Stated task 1
The text on µGrid's FFT code gives a file tree. List each source file there that implements a backend for a specific FFT library, and name the library it uses.
Stated task 2
Write the next part of the text on µGrid's FFT code and operator design, starting right after its last sentence.

Text to read

— Begin —

Like FFTW and cuFFT, the transforms are **unnormalized**. A forward FFT followed
by an inverse FFT multiplies the result by N (the transform size). Users must
explicitly normalize if needed.

FFT File Structure
==================

.. code-block:: text

    src/libmugrid/fft/
    ├── fft_engine.hh         # Template class FFTEngine<MemorySpace>
    ├── fft_engine_base.hh/cc # Base class with field collections and transpose management
    ├── fft_1d_backend.hh     # Abstract interface for 1D FFT backends
    ├── pocketfft_backend.cc  # CPU backend using pocketfft
    ├── cufft_backend.cc      # NVIDIA GPU backend using cuFFT
    ├── rocfft_backend.cc     # AMD GPU backend using rocFFT
    └── transpose.hh/cc       # MPI transpose operations

Operator Kernel Design
**********************

This section describes the design of the discrete differential operators in
*µ*\Grid, including their common design principles for ghost region handling
and periodicity.

— End —

Supplied data
— Begin —

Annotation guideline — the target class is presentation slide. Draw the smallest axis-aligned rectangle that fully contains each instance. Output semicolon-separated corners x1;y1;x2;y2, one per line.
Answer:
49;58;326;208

— End —

Result 1
- pocketfft_backend.cc: pocketfft (CPU)
- cufft_backend.cc: cuFFT (NVIDIA GPU)
- rocfft_backend.cc: rocFFT (AMD GPU)

Result 2
Operator Overview
=================

*µ*\Grid provides several discrete differential operators optimized for structured grids:

.. list-table::
   :header-rows: 1
   :widths: 25 30 20 25

   * - Operator
     - Description
     - Stencil Size
     - Input -> Output
   * - ``GenericLinearOperator``
     - Flexible stencil-based convolution
     - Configurable
     - nodal -> quad or nodal -> nodal
   * - ``FEMGradientOperator``
     - FEM gradient (nodal -> quadrature)
     - 8 nodes (3D), 4 nodes (2D)
     - nodal -> quad
   * - ``LaplaceOperator``
     - 7-point (3D) or 5-point (2D) Laplacian
     - 7 (3D), 5 (2D)
     - nodal -> nodal
   * - ``IsotropicStiffnessOperator``
     - Fused elasticity kernel
     - 8 nodes (3D), 4 nodes (2D)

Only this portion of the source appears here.